WORK ITEM: From the entries that follow, extract each line holding the string "below".

GIVEN DATA:
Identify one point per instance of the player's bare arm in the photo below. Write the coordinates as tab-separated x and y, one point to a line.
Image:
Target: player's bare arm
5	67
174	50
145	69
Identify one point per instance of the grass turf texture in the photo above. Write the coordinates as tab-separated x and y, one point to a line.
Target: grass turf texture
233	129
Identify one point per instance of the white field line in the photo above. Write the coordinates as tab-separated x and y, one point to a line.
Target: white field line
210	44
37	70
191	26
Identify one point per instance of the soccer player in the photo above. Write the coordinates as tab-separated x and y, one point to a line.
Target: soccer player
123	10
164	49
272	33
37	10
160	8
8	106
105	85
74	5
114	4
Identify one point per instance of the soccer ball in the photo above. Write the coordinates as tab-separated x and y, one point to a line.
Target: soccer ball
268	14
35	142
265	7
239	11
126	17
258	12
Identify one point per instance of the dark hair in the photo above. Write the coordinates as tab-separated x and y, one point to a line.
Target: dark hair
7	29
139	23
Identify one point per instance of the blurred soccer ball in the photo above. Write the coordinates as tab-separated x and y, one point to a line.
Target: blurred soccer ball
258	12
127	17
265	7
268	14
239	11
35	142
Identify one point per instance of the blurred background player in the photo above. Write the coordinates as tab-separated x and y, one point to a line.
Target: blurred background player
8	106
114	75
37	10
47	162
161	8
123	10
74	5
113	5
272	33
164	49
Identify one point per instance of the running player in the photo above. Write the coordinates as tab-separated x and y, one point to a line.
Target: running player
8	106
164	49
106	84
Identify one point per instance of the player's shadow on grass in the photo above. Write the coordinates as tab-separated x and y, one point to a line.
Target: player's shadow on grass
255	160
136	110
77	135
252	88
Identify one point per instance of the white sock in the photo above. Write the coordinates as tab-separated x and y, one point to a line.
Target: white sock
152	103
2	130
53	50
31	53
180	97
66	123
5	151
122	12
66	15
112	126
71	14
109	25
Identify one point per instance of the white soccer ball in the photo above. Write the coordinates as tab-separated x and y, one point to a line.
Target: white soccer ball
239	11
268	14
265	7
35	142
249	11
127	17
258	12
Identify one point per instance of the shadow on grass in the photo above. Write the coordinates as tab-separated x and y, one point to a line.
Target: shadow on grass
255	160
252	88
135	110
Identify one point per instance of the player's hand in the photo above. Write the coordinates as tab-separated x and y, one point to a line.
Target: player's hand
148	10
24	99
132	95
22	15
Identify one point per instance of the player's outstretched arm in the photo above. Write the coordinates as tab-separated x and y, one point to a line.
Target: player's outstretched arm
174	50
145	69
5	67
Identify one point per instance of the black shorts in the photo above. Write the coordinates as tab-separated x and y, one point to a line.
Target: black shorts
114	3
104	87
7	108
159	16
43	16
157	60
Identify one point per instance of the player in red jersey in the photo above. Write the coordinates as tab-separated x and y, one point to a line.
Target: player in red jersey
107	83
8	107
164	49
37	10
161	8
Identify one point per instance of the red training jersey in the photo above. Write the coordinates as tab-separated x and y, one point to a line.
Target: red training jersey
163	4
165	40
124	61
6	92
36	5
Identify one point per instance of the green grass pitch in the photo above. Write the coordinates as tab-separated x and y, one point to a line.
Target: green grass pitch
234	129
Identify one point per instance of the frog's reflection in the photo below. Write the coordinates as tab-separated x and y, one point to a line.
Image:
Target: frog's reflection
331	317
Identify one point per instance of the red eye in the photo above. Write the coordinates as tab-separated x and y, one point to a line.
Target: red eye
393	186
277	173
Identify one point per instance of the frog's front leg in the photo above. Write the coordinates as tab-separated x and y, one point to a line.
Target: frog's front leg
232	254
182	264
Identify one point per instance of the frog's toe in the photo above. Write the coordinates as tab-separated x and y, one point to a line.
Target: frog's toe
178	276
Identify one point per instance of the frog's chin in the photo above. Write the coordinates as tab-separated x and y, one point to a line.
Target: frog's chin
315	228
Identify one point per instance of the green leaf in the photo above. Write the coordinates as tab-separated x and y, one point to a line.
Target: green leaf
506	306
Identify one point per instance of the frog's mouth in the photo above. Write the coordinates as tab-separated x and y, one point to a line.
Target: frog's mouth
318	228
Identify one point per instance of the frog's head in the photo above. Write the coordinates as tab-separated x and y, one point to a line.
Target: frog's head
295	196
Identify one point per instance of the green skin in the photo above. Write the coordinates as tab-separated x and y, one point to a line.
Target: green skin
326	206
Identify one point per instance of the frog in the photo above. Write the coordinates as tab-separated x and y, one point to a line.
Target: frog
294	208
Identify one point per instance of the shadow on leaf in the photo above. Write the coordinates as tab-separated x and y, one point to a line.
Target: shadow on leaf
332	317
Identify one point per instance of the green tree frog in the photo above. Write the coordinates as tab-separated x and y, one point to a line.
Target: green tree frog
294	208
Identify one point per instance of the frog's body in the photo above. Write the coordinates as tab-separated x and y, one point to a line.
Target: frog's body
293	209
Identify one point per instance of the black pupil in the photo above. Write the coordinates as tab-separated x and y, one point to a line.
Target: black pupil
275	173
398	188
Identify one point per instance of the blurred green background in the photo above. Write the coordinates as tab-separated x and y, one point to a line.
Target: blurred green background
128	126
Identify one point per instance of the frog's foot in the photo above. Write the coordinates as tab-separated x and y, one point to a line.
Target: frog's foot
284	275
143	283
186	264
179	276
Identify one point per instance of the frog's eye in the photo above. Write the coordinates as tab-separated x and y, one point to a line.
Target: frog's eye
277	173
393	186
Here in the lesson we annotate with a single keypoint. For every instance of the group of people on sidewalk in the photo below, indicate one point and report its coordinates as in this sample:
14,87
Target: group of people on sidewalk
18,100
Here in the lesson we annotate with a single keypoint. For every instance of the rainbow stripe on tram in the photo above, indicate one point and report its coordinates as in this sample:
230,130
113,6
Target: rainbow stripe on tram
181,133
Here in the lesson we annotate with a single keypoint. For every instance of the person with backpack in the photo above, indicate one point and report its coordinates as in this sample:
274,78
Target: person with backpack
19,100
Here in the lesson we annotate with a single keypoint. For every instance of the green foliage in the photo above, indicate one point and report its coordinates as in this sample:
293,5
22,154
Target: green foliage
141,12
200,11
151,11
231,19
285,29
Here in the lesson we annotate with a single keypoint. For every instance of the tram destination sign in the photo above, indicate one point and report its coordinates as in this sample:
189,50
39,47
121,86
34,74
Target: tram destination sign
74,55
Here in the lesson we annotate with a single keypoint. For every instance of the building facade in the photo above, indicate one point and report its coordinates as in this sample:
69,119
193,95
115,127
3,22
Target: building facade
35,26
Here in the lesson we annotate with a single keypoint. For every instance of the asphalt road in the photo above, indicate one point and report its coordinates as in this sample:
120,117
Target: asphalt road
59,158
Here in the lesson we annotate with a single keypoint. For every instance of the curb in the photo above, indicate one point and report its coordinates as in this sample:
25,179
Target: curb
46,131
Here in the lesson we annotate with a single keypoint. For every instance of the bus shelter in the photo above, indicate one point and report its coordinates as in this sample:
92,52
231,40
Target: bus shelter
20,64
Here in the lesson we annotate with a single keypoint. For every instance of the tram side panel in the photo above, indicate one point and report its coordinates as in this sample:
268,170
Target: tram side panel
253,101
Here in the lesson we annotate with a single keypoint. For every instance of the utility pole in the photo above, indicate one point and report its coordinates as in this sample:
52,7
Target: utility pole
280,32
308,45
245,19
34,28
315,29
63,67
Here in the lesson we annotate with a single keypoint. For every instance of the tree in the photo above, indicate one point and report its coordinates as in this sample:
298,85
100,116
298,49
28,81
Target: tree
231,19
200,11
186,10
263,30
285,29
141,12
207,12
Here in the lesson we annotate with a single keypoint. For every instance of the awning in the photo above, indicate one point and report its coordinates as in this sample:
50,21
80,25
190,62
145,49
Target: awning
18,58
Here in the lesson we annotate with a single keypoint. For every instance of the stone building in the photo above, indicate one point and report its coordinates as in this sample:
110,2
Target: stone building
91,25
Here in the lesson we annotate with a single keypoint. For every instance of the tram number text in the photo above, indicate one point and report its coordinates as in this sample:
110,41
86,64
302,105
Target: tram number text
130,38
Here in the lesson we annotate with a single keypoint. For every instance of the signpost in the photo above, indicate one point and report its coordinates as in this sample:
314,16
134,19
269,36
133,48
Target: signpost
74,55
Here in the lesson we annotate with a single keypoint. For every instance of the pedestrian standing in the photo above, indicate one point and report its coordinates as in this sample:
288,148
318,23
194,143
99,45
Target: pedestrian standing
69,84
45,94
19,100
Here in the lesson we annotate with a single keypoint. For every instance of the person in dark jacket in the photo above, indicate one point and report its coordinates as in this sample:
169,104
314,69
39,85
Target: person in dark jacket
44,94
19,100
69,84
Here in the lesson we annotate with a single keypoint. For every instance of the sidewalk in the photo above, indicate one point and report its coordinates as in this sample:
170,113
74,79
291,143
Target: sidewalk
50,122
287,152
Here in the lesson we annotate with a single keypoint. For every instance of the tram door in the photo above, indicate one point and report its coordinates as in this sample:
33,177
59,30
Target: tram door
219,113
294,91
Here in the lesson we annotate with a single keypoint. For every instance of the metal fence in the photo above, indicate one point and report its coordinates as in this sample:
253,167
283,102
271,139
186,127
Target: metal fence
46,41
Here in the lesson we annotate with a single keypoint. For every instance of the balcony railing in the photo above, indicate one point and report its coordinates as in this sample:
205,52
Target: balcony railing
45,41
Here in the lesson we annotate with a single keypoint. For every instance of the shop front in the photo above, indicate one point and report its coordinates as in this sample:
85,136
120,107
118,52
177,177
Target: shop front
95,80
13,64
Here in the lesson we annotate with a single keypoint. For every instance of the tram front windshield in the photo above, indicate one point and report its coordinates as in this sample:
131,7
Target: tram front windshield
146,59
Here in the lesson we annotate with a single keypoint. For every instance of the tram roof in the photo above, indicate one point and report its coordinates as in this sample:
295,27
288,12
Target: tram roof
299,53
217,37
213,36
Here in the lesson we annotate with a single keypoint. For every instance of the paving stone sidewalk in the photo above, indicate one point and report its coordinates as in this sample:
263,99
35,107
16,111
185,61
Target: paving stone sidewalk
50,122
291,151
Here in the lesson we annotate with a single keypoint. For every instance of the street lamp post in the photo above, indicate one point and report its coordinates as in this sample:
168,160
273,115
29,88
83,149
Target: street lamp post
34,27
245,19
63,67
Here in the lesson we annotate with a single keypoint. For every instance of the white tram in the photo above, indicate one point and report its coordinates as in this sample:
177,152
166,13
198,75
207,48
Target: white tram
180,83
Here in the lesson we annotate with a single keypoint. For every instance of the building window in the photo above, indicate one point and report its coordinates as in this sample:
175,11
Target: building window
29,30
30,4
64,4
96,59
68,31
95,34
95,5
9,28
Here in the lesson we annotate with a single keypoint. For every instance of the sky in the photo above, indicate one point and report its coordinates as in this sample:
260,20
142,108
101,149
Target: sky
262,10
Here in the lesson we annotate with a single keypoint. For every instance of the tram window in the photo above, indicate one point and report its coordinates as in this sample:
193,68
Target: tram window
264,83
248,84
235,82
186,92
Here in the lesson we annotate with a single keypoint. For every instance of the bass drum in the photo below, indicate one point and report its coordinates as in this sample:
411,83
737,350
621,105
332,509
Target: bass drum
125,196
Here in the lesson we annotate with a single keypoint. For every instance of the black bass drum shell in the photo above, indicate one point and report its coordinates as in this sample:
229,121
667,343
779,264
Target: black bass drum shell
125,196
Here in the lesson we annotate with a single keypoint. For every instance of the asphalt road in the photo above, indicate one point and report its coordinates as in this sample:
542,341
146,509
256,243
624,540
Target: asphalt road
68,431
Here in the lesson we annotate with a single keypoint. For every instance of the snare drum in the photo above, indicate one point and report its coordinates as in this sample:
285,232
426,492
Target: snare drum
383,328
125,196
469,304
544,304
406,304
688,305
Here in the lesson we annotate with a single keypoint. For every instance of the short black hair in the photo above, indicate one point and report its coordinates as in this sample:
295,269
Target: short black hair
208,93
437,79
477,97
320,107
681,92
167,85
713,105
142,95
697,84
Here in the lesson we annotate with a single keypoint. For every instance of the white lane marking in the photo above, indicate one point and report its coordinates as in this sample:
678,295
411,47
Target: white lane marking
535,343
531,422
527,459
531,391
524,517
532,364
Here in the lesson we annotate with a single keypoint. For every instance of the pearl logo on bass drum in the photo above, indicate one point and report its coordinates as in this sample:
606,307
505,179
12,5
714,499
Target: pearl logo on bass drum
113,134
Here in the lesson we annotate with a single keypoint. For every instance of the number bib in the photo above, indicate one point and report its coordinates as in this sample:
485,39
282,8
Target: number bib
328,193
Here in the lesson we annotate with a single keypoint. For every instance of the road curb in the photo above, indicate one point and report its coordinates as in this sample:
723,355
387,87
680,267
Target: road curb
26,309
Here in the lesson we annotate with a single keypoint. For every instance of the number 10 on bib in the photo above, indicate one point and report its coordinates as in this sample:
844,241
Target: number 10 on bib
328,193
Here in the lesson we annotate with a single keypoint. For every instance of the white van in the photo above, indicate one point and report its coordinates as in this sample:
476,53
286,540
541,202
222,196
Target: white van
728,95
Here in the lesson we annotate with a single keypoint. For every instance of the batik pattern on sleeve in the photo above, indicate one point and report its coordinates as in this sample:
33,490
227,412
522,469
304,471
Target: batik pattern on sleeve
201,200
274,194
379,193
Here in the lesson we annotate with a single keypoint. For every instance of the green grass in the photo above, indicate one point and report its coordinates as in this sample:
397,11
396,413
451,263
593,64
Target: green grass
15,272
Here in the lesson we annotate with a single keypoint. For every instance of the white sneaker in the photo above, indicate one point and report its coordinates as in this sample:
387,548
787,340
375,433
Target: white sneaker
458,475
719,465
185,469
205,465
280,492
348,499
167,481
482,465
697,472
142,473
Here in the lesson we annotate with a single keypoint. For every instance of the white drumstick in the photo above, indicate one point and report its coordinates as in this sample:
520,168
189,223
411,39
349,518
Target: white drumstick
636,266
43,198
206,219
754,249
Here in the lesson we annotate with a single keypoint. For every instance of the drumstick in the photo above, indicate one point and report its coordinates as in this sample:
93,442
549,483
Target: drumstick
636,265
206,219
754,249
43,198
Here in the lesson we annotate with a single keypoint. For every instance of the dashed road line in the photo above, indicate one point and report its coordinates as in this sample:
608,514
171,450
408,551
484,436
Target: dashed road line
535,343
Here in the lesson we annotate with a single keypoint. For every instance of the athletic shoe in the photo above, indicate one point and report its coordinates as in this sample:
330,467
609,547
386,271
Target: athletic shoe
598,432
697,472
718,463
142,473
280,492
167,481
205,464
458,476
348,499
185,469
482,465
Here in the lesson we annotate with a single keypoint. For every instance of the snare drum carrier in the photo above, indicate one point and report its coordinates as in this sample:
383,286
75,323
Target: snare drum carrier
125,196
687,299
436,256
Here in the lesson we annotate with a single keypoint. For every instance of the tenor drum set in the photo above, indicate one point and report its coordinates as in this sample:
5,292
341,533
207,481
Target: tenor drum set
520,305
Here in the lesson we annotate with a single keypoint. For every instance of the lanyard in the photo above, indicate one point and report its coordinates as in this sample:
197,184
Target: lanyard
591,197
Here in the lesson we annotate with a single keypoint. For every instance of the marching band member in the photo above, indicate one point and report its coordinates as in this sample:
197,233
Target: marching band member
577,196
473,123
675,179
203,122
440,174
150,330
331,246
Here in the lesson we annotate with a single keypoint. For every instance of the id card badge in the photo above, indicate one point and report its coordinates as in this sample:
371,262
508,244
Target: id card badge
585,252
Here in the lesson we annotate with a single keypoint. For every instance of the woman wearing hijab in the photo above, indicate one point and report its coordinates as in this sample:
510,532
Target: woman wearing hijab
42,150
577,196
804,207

ANSWER SPACE:
Identify one point per instance of the player's bare arm in the photo below. Write the coordinates as tab-separated x and y, one point to a line.
Identify one point per instance of the frog's reflection in the photo below. Write the coordinates as tab-separated x and y, one point to a line.
Here in the lesson we annotate with a single keypoint. For every instance of the group of people on sidewalk in the photo below, indicate one point and report its coordinates as in this sample:
Here in the lesson we annotate with a single keypoint. For every instance of the bass drum in the photo below, indicate one point and report its coordinates as in this sample:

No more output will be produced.